*Your goal*: Your output should repeat the entries below exactly. It should contain no images.

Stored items
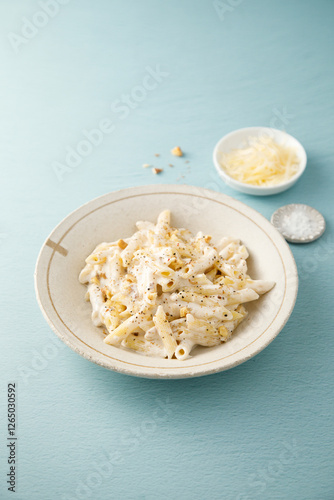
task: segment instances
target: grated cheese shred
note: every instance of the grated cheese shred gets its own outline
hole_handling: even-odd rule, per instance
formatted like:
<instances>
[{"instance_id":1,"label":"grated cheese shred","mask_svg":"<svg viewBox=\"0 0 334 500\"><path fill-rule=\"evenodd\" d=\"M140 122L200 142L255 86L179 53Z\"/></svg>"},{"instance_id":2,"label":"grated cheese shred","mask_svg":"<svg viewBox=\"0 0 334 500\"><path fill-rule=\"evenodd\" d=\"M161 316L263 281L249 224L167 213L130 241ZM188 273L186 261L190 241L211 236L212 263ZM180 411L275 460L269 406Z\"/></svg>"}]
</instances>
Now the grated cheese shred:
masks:
<instances>
[{"instance_id":1,"label":"grated cheese shred","mask_svg":"<svg viewBox=\"0 0 334 500\"><path fill-rule=\"evenodd\" d=\"M243 149L221 155L221 166L233 179L254 186L273 186L297 173L299 161L293 148L264 135L250 137L248 143Z\"/></svg>"}]
</instances>

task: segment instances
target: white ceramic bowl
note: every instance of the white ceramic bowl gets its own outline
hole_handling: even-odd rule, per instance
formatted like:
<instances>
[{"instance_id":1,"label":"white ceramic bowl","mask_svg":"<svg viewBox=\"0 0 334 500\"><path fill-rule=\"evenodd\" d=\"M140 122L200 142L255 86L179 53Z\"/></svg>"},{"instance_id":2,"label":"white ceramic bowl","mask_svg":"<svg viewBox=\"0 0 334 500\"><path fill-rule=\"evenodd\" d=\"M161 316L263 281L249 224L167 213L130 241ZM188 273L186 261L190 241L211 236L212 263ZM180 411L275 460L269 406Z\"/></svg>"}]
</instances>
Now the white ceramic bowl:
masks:
<instances>
[{"instance_id":1,"label":"white ceramic bowl","mask_svg":"<svg viewBox=\"0 0 334 500\"><path fill-rule=\"evenodd\" d=\"M299 159L299 168L298 172L288 181L282 182L281 184L276 184L275 186L252 186L251 184L245 184L244 182L239 182L233 179L221 166L220 157L222 153L229 153L232 149L243 148L247 146L250 137L260 137L261 135L269 135L278 144L285 144L286 146L295 149L297 157ZM292 137L292 135L289 135L282 130L268 127L247 127L240 128L239 130L235 130L234 132L230 132L229 134L222 137L220 141L218 141L213 150L213 163L219 176L228 186L236 189L237 191L241 191L242 193L267 196L270 194L281 193L282 191L285 191L286 189L289 189L291 186L293 186L306 168L307 156L305 149L300 144L300 142Z\"/></svg>"},{"instance_id":2,"label":"white ceramic bowl","mask_svg":"<svg viewBox=\"0 0 334 500\"><path fill-rule=\"evenodd\" d=\"M240 238L247 246L249 273L276 282L255 303L232 338L216 347L197 347L185 361L146 357L106 345L84 301L78 275L85 258L102 241L130 236L139 219L155 221L162 209L172 224L214 240ZM284 238L267 219L243 203L192 186L154 185L106 194L68 215L50 234L39 254L35 288L41 310L53 331L81 356L105 368L149 378L195 377L227 370L262 351L280 332L294 307L296 265Z\"/></svg>"}]
</instances>

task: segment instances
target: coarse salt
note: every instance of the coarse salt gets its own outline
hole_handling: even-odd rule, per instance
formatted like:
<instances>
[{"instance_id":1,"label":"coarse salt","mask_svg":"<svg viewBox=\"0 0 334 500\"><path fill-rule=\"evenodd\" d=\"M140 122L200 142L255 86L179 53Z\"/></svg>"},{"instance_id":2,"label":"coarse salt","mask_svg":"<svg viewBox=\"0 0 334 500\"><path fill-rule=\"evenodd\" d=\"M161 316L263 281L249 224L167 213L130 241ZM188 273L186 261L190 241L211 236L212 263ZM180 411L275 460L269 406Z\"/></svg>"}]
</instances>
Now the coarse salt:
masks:
<instances>
[{"instance_id":1,"label":"coarse salt","mask_svg":"<svg viewBox=\"0 0 334 500\"><path fill-rule=\"evenodd\" d=\"M285 233L297 238L308 238L317 230L317 222L308 217L304 210L284 215L281 224Z\"/></svg>"}]
</instances>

*Solution for this task*:
task: segment instances
target: grated cheese shred
note: every instance of the grated cheese shred gets its own outline
hole_handling: even-odd rule, per instance
formatted like:
<instances>
[{"instance_id":1,"label":"grated cheese shred","mask_svg":"<svg viewBox=\"0 0 334 500\"><path fill-rule=\"evenodd\" d=\"M140 122L200 142L255 86L179 53Z\"/></svg>"},{"instance_id":2,"label":"grated cheese shred","mask_svg":"<svg viewBox=\"0 0 334 500\"><path fill-rule=\"evenodd\" d=\"M161 316L263 281L249 224L167 213L130 241ZM188 273L186 261L190 241L211 236L212 263ZM180 411L275 460L269 406Z\"/></svg>"}]
</instances>
Now the grated cheese shred:
masks:
<instances>
[{"instance_id":1,"label":"grated cheese shred","mask_svg":"<svg viewBox=\"0 0 334 500\"><path fill-rule=\"evenodd\" d=\"M243 149L221 155L221 166L233 179L254 186L273 186L297 173L299 161L293 148L264 135L250 137L248 143Z\"/></svg>"}]
</instances>

task: segment instances
target: white ceramic bowl
note: every instance of the white ceramic bowl gets its own outline
hole_handling: even-odd rule, per instance
formatted like:
<instances>
[{"instance_id":1,"label":"white ceramic bowl","mask_svg":"<svg viewBox=\"0 0 334 500\"><path fill-rule=\"evenodd\" d=\"M140 122L200 142L255 86L179 53Z\"/></svg>"},{"instance_id":2,"label":"white ceramic bowl","mask_svg":"<svg viewBox=\"0 0 334 500\"><path fill-rule=\"evenodd\" d=\"M161 316L263 281L249 224L167 213L130 241ZM188 273L186 261L190 241L211 236L212 263ZM180 411L275 460L269 406Z\"/></svg>"}]
</instances>
Now the white ceramic bowl:
masks:
<instances>
[{"instance_id":1,"label":"white ceramic bowl","mask_svg":"<svg viewBox=\"0 0 334 500\"><path fill-rule=\"evenodd\" d=\"M299 159L299 168L298 172L288 181L282 182L281 184L276 184L275 186L252 186L251 184L245 184L244 182L239 182L233 179L221 166L220 157L222 153L229 153L232 149L243 148L247 146L250 137L260 137L261 135L269 135L278 144L285 144L286 146L295 149L297 157ZM292 137L292 135L289 135L282 130L268 127L247 127L240 128L239 130L235 130L234 132L230 132L229 134L222 137L220 141L218 141L213 150L213 163L219 176L228 186L236 189L237 191L241 191L242 193L267 196L270 194L281 193L282 191L285 191L286 189L289 189L291 186L293 186L306 168L307 156L305 149L300 144L300 142Z\"/></svg>"},{"instance_id":2,"label":"white ceramic bowl","mask_svg":"<svg viewBox=\"0 0 334 500\"><path fill-rule=\"evenodd\" d=\"M240 238L247 246L249 273L276 282L255 303L232 338L216 347L197 347L185 361L146 357L106 345L84 301L78 275L85 258L102 241L130 236L139 219L155 221L162 209L172 224L214 240ZM284 238L267 219L243 203L192 186L154 185L106 194L68 215L50 234L39 254L35 288L41 310L53 331L81 356L105 368L149 378L195 377L227 370L262 351L280 332L294 307L296 265Z\"/></svg>"}]
</instances>

task: segment instances
target: coarse salt
note: every instance of the coarse salt gets its own outline
hole_handling: even-odd rule, per instance
formatted like:
<instances>
[{"instance_id":1,"label":"coarse salt","mask_svg":"<svg viewBox=\"0 0 334 500\"><path fill-rule=\"evenodd\" d=\"M140 122L200 142L255 86L179 53Z\"/></svg>"},{"instance_id":2,"label":"coarse salt","mask_svg":"<svg viewBox=\"0 0 334 500\"><path fill-rule=\"evenodd\" d=\"M161 316L263 281L249 224L167 213L130 241ZM188 273L186 261L190 241L211 236L212 263ZM180 411L275 460L269 406Z\"/></svg>"}]
</instances>
Now the coarse salt:
masks:
<instances>
[{"instance_id":1,"label":"coarse salt","mask_svg":"<svg viewBox=\"0 0 334 500\"><path fill-rule=\"evenodd\" d=\"M285 233L297 238L308 238L317 230L317 222L308 217L304 210L284 215L281 224Z\"/></svg>"}]
</instances>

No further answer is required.